• WHAT NEEDS TO BE DONE
Please copy out each of the entries below word for word, omitting the images.

• EXTRACTED RECORDS
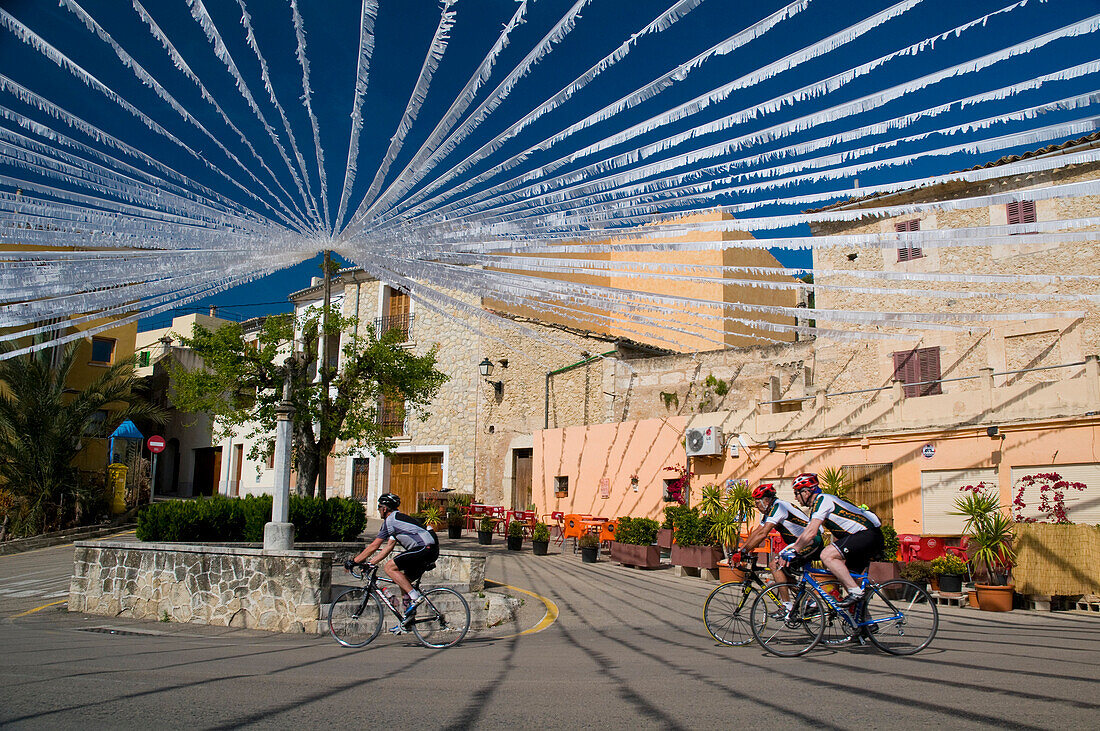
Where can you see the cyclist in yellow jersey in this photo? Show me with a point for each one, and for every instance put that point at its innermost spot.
(857, 534)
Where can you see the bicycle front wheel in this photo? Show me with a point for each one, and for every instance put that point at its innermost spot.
(726, 613)
(788, 632)
(442, 619)
(903, 617)
(355, 618)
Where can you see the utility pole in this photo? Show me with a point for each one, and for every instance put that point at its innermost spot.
(322, 476)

• ANSWER TO THE EXERCISE
Where can you see the cyclist in yellow jersey in this photo? Show me with a point for each one, and for every instance put that point at its innermost spot.
(857, 534)
Where can you see the bicycle front wheel in this photo? Show me with a point for each one, and for every instance put that point at its innermost spot.
(726, 613)
(788, 632)
(442, 619)
(903, 617)
(355, 618)
Where can you see the utility pole in this photo? Show me with a point for each one, and for every instance put that point at its innermost spot.
(322, 476)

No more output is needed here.